Repeat word for word the passage of the report on marijuana ingestions by young children, starting with "In another editorial, William" and going on through "that contain marijuana.".

Document text:

· · · ·

Unintentional marijuana ingestions by young children apparently increased after modification of drug enforcement laws for possession of marijuana in Colorado, according to a report.
Several states and Washington, D.C. have enacted laws to decriminalize medical marijuana, and Colorado and Washington have passed amendments to legalize the recreational use of marijuana, according to background information in the study, which was published May 27 on the website of JAMA Pediatrics. In late 2009, the Justice Department instructed federal prosecutors not to seek arrest of medical marijuana users and suppliers if they were complying with state laws.
Tetrahydrocannabinol, the active chemical in marijuana, is incorporated into medical marijuana products in higher concentrations. “In addition, medical marijuana is sold in baked goods, soft drinks and candies,” the authors noted.
George Sam Wang, MD, from the Rocky Mountain Poison and Drug Center in Denver, and colleagues compared the proportion of marijuana ingestions by young children who sought care in a childrens hospital ED before and after the modification of drug enforcement laws in October 2009 regarding medical marijuana possession. A total of 1,378 patients younger than 12 were evaluated for unintentional ingestions: 790 patients before Sept. 30, 2009, and 588 after Oct. 1 of that year.
Among patients younger than 12 who went to a hospital, the proportion related to marijuana exposure increased from 0 of 790 before Oct. 1 to 14 of 588 afterward, the authors wrote. Eight of the 14 cases involved medical marijuana, and seven exposures came from food products. Nine patients had lethargy, one had ataxia and one had respiratory insufficiency. Eight patients were admitted, including two the ICU.
“Because of a perceived stigma associated with medical marijuana, families may be reluctant to report its use to healthcare providers,” the authors wrote. “Similar to many accidental medicinal pediatric exposures, the source of the marijuana in most cases was the grandparents who may not have been available during data collection.
“Physicians, especially in states that have decriminalized medical marijuana, need to be cognizant of the potential for marijuana exposures and be familiar with the symptoms of marijuana ingestion. This unintended outcome may suggest a role for public health interventions in this emerging industry, such as child-resistant containers and warning labels for medical marijuana.”
In an accompanying editorial, Sharon Levy, MD, MPH, from Harvard Medical School and Boston Children’s Hospital, wrote that “the findings reignite the debate over whether and how legalized marijuana impacts children and adolescents.”
Levy noted nationwide rates of adolescent marijuana use are climbing rapidly: “The skyrocketing rates of adolescent marijuana use indicate that we are losing an important public health battle and we have a lot of work to do if we want to reverse these trends. Physicians have a key role to play in educating our young patients and their families about the health consequences of marijuana use regardless of its legal status.”
In another editorial, William Hurley, MD, of the University of Washington and Washington Poison Center, and Suzan Mazor, MD, of Seattle Children’s Hospital, wrote that the “legalization of recreational marijuana, especially the solid and liquid-infused forms permitted in Washington, will provide children greater access to cookies, candies, brownies and beverages that contain marijuana.
“Ingestion of marijuana results in the absorption of delta-9-tetrahydrocannibinol (THC) and stimulation of cannabinoid receptors in the central nervous system. This produces stimulation with hallucinations and illusions followed by sedation.”
The authors recommend additional training for emergency medicine, pediatric emergency medicine and primary care pediatric clinicians to recognize and manage these toxic reactions.

· · · ·

Raw data:
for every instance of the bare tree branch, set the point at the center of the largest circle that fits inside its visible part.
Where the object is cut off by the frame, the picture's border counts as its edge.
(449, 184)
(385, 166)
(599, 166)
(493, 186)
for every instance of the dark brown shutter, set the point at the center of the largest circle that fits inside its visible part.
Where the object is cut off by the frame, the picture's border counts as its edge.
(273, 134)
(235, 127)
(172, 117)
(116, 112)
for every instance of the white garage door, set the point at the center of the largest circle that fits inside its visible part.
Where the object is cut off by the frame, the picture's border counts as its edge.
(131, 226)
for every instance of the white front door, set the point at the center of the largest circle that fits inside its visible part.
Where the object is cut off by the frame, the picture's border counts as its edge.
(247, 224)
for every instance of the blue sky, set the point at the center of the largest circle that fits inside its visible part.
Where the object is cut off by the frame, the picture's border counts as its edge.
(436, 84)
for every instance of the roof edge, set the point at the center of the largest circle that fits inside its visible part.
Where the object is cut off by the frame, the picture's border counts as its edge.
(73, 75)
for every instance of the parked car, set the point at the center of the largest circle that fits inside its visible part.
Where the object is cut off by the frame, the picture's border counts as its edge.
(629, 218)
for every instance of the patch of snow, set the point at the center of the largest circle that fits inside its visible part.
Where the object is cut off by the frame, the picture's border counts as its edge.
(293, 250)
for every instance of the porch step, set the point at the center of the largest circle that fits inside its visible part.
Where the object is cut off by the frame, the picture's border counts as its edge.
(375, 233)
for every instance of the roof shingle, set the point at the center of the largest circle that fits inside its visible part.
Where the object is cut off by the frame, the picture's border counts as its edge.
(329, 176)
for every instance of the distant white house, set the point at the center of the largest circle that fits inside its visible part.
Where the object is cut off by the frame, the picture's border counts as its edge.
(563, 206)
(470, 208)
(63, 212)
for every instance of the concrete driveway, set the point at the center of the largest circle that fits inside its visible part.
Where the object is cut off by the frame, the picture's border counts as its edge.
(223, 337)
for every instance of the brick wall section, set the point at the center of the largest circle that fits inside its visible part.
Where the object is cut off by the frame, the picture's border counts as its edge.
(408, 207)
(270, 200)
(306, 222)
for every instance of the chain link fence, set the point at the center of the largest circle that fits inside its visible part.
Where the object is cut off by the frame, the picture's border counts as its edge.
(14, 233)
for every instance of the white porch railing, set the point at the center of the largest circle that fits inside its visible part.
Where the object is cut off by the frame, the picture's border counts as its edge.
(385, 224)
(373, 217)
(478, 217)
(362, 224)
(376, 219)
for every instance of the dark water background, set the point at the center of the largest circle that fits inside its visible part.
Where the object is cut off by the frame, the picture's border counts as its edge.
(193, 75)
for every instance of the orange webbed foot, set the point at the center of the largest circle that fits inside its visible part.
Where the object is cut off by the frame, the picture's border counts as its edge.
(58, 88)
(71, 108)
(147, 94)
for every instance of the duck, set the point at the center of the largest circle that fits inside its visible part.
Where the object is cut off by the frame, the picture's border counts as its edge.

· · · ·

Response to the task:
In another editorial, William Hurley, MD, of the University of Washington and Washington Poison Center, and Suzan Mazor, MD, of Seattle Children’s Hospital, wrote that the “legalization of recreational marijuana, especially the solid and liquid-infused forms permitted in Washington, will provide children greater access to cookies, candies, brownies and beverages that contain marijuana.